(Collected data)
○ ○ ○ ○ ○ ○ ○

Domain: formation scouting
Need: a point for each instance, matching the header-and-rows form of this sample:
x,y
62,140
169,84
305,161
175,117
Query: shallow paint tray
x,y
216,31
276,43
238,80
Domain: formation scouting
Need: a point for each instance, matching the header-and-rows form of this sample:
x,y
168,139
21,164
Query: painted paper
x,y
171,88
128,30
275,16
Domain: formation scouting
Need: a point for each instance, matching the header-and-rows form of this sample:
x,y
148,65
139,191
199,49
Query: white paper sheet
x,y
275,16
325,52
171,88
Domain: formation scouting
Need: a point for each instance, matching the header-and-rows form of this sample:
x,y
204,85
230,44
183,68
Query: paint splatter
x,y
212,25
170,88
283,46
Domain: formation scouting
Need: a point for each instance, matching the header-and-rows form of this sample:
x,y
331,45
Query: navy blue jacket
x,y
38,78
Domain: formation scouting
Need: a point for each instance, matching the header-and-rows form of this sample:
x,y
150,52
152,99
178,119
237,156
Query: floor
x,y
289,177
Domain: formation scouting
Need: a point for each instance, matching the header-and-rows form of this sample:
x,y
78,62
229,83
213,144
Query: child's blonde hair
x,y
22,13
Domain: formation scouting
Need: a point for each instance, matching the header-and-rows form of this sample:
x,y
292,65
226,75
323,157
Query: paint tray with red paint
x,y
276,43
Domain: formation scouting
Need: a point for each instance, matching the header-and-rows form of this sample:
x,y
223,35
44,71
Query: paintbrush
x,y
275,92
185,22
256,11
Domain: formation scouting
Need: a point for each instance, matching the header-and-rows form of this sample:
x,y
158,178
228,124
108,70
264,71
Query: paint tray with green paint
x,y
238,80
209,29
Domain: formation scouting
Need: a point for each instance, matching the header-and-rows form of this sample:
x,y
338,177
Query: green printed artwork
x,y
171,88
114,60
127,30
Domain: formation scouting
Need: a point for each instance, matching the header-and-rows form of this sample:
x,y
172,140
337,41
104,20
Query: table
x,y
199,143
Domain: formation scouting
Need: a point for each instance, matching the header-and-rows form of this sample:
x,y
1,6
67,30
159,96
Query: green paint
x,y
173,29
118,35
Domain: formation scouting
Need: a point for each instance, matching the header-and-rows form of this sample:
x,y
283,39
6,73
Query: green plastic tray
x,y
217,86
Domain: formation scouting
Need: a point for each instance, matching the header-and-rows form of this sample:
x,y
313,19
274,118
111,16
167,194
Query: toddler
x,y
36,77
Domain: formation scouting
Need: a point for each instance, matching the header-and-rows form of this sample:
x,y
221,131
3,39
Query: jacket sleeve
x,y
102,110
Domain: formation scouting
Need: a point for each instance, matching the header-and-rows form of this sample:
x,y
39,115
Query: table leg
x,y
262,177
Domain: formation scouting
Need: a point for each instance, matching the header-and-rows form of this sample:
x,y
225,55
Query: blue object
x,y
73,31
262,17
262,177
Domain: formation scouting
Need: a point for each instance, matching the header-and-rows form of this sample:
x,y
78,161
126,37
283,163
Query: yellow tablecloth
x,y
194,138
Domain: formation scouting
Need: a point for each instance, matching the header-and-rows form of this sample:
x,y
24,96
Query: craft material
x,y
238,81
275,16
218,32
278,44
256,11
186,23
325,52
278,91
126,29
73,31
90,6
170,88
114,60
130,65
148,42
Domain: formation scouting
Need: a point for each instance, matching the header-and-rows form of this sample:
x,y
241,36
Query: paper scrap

○ ○ ○ ○ ○ ○ ○

→ WORK INSTRUCTIONS:
An exact copy of every entry is what's needed, so retype them all.

→ YOUR SOLUTION:
Domain: formation scouting
Need: a point for each instance, matching the header-and-rows form of this sample:
x,y
62,140
169,84
305,161
175,117
Query: shallow paint tray
x,y
216,31
276,43
238,80
Domain: formation scouting
Need: a point for each instance, matching the header-and-rows form of this sample:
x,y
168,139
21,164
Query: painted paper
x,y
171,88
128,30
275,16
Domain: formation scouting
Need: a point for each instance, matching the header-and-rows form of this sample:
x,y
148,65
139,191
199,49
Query: white paper sheet
x,y
275,16
325,52
171,88
Domain: formation scouting
Need: a point for each instance, matching the header-and-rows form of this sample:
x,y
204,85
230,44
183,68
Query: paint splatter
x,y
212,25
170,88
283,46
Domain: formation scouting
Need: a point for each instance, matching the header-and-rows form of this sample:
x,y
331,45
Query: navy blue jacket
x,y
38,78
Domain: formation scouting
Need: a point for each instance, matching the header-and-rows form of this sample:
x,y
150,52
152,99
178,119
237,156
Query: floor
x,y
289,177
Domain: formation scouting
Need: a point for each instance, matching the header-and-rows form of this sample:
x,y
78,62
229,83
213,144
Query: child's blonde hair
x,y
22,13
Domain: formation scouting
Need: a point for each instance, matching the header-and-rows form of this sample:
x,y
292,65
226,75
323,157
Query: paint tray with red paint
x,y
276,43
Domain: formation scouting
Need: a point for each instance, matching the header-and-rows form of this sample:
x,y
223,35
44,71
Query: paintbrush
x,y
275,92
185,22
256,11
Domain: formation scouting
Need: a point for each instance, matching the header-and-rows form of this sample:
x,y
158,178
228,124
108,70
264,71
Query: paint tray with green paint
x,y
238,80
209,29
Domain: formation scouting
Need: a point for each instance, matching the header-and-rows form of this sample:
x,y
338,177
Query: green printed artwork
x,y
171,88
114,60
127,30
Domain: formation scouting
Need: a point for each instance, matching the header-and-rows form of this sample:
x,y
172,140
337,41
104,20
Query: table
x,y
199,143
Domain: formation scouting
Need: a point for each instance, matching the header-and-rows form of this sample:
x,y
1,6
67,30
159,96
Query: green paint
x,y
173,29
118,35
Domain: formation scouting
Need: a point for each instance, matching the header-and-rows form of this sample:
x,y
283,39
6,73
Query: green plastic tray
x,y
217,86
Domain: formation scouting
Need: a point for each instance, matching the header-and-rows form of this sample:
x,y
313,19
274,118
111,16
167,194
Query: toddler
x,y
36,77
Domain: formation scouting
Need: a point for each instance, matching the header-and-rows form of this sample:
x,y
221,131
3,39
Query: jacket sleeve
x,y
102,110
Domain: formation scouting
Need: a point for each instance, matching the header-and-rows form of this sample:
x,y
39,115
Query: table leg
x,y
262,177
Domain: formation scouting
Need: a point for each instance, matching the header-and-rows form of this sample:
x,y
225,55
Query: blue object
x,y
73,31
262,17
262,177
Domain: formation scouting
Need: a point for each instance, matching the header-and-rows form of this sample:
x,y
78,161
126,37
283,163
Query: yellow tablecloth
x,y
194,138
Domain: formation scouting
Need: a point for each instance, matching the header-and-rows form of this sample:
x,y
24,96
Query: craft material
x,y
238,81
275,16
218,32
278,44
256,11
186,23
325,52
278,91
126,29
73,31
90,6
170,88
114,60
130,65
148,42
Domain: formation scouting
Need: a point for each instance, matching the header-and-rows form of this sample:
x,y
241,36
Query: paper scrap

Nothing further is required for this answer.